··· EXERCISE INPUTS

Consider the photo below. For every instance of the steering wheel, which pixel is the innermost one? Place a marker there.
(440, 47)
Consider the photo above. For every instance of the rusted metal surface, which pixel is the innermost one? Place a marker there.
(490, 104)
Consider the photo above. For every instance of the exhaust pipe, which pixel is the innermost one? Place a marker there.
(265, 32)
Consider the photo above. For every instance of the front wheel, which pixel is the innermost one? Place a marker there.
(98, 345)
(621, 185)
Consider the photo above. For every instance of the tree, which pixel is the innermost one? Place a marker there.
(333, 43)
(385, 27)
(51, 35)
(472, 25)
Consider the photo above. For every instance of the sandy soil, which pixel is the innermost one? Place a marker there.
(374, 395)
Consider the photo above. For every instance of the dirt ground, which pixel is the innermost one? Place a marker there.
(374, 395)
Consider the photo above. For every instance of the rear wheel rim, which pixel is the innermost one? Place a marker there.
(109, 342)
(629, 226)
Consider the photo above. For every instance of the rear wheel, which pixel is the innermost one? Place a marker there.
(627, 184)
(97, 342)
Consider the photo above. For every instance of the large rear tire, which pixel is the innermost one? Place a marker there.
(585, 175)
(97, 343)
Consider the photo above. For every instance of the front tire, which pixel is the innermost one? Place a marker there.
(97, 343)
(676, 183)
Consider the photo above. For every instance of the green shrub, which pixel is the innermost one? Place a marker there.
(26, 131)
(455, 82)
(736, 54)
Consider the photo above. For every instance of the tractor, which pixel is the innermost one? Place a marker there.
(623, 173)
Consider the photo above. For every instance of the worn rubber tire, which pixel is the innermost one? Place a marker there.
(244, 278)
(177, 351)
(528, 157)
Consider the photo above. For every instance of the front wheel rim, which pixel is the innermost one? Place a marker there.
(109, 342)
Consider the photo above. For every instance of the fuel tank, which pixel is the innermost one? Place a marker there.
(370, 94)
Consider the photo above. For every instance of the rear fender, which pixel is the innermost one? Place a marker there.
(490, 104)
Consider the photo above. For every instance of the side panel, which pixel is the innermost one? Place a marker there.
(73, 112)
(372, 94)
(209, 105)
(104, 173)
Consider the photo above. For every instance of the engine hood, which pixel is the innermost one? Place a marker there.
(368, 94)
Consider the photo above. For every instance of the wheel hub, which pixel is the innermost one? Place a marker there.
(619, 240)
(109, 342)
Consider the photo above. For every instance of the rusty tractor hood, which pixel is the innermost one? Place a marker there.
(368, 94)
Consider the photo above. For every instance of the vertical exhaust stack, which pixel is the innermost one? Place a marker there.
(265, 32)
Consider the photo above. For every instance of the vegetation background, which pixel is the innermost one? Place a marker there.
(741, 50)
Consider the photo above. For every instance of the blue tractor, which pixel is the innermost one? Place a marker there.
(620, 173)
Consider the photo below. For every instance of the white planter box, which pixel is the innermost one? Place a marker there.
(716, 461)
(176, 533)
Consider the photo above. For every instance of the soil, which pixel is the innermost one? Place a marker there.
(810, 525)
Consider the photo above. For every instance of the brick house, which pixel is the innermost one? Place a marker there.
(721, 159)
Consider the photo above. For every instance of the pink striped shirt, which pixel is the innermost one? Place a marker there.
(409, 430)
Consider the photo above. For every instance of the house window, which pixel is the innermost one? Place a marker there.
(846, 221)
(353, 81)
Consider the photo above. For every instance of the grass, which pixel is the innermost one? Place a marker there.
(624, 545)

······

* [GOAL] Beginning at the line that contains "Consider the photo below. For every instance of the white", retype each line of the listing up to and including the last one, exactly as it stands, and nothing else.

* [OUTPUT BELOW]
Consider the photo below. For every instance of the white planter box, which pixel is the innermost one? Place a marker there.
(716, 461)
(176, 533)
Consider the photo above. For every instance of the soil, which pixel is the innermost one? Place a marker there.
(810, 525)
Consider the photo above. For every instance of the brick house, which pixel is the innermost one? Place a marker there.
(721, 159)
Consider the photo above. For every instance of the pink striped shirt, which pixel is the innermost one? Place a marker there.
(409, 430)
Consider the photo above. For every instance of the house window, which pixel is the innermost one? Place a marker there.
(846, 221)
(353, 81)
Consider the photo above. For every instance of the grass, which pixel is the innermost one? Place a marker there.
(624, 545)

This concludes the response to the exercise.